• Exercise objective
Write out all the items below again, replacing "Note for the class" with "Note for the team" and leaving everything else unchanged.

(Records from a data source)
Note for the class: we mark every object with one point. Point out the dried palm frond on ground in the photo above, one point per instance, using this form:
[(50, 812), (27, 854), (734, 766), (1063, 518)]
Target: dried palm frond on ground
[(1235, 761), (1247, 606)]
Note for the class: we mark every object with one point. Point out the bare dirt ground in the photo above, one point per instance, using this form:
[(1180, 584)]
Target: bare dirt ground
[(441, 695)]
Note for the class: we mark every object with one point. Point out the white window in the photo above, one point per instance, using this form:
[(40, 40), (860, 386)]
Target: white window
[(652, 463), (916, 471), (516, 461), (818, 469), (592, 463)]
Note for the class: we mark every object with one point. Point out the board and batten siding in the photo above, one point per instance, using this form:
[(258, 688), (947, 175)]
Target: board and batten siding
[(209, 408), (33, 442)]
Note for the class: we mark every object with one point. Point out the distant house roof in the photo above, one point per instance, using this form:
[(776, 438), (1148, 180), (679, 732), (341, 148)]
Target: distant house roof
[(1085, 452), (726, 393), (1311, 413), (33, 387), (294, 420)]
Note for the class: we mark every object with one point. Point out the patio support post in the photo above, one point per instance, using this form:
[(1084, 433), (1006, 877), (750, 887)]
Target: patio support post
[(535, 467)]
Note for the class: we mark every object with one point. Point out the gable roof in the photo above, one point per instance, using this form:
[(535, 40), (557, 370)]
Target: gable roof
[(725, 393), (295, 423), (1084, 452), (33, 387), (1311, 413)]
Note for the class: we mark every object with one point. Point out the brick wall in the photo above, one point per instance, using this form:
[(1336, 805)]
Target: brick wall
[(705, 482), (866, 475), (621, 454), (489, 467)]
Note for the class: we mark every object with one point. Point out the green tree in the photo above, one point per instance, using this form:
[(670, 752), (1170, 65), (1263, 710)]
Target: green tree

• Response to the exercise
Note for the team: we mark every object with one point. Point out the dried palm frond on ground in the photo above, one point per instance, using this form:
[(50, 812), (27, 854), (734, 766), (1063, 518)]
Target: dried palm frond on ground
[(1235, 761), (1247, 606)]
Note for the team: we mark every object with one point. Point out the bare dirt ground in the photo above, one point per instance, using this form:
[(1180, 584)]
Target: bare dirt ground
[(441, 695)]
Note for the team: we mark every object with one point. Point out the white window in the photo above, one point per instance, using this form:
[(40, 40), (860, 386)]
Target: white window
[(652, 463), (916, 471), (516, 461), (818, 469), (592, 463)]
Note for the team: we mark every object with one point. Point out the board and batten siding in the photo above, one point per instance, using this form:
[(258, 688), (947, 175)]
Target: board and batten siding
[(209, 408), (33, 442)]
Note for the team: we mark every object with one point. Point out the distant house roof in the photo above, one point per instance, using this form:
[(776, 438), (1148, 180), (679, 732), (341, 148)]
Target: distant house roof
[(1085, 452), (726, 393), (1311, 413), (33, 387), (294, 420)]
Note for the team: we mark every object with one point. Point out the patio support post in the photo above, one point per instance, using this form:
[(1084, 433), (1006, 877), (750, 887)]
Target: patio support post
[(535, 467)]
Note for the team: we mark every object with one point. Point out the gable roof in the photo above, one point per instance, using this form:
[(535, 40), (557, 370)]
Target: gable roof
[(725, 393), (295, 423), (1084, 452), (33, 387), (1311, 413)]
Note for the team: we mark every object with one point. Point out the brick wall in the photo above, one point per instance, using this form:
[(1336, 805)]
Target: brick wall
[(705, 482), (866, 475), (621, 454), (489, 467)]
Note for the team: we mark every object with one point. Point out the green tree in the photo above, one point per instance, using this form:
[(670, 752), (1170, 65), (1263, 710)]
Target: green tree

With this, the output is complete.